Task item => When the string "rough" occurs in a line of the records, show that line.

Source material =>

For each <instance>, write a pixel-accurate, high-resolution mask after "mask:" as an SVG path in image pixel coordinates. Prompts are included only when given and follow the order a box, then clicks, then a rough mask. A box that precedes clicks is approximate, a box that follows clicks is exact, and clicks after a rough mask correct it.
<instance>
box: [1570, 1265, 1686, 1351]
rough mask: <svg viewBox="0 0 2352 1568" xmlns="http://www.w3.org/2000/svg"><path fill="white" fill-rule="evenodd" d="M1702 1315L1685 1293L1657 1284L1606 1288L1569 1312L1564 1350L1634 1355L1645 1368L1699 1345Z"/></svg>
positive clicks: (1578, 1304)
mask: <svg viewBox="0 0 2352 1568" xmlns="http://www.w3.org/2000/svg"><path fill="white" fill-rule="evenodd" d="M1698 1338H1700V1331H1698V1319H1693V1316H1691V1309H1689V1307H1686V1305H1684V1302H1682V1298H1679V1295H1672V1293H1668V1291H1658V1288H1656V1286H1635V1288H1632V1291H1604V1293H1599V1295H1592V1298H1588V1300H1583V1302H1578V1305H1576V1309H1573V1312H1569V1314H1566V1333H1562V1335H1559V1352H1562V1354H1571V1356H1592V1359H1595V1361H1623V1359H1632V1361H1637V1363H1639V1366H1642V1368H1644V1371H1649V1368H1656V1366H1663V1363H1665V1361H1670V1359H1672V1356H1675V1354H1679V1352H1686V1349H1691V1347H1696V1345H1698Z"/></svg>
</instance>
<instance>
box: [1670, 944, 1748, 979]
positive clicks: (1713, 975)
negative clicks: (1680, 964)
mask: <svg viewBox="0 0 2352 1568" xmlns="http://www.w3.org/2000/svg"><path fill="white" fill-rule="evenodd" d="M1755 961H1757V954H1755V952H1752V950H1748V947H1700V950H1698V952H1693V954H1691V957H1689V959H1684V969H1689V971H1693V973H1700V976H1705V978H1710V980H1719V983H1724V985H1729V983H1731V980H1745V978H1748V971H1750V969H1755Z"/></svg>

Written response =>
For each <instance>, write a pixel-accurate, high-resolution mask after "mask:" as an SVG path in image pixel coordinates. Prompts are included only when given and follow the order a box, then clicks, then a rough mask. A box that precedes clicks is approximate, a box that follows clicks is exact, and clicks after a rough mask correct it.
rough mask: <svg viewBox="0 0 2352 1568" xmlns="http://www.w3.org/2000/svg"><path fill="white" fill-rule="evenodd" d="M1702 1315L1685 1293L1657 1284L1606 1288L1569 1312L1564 1350L1634 1355L1645 1368L1699 1345Z"/></svg>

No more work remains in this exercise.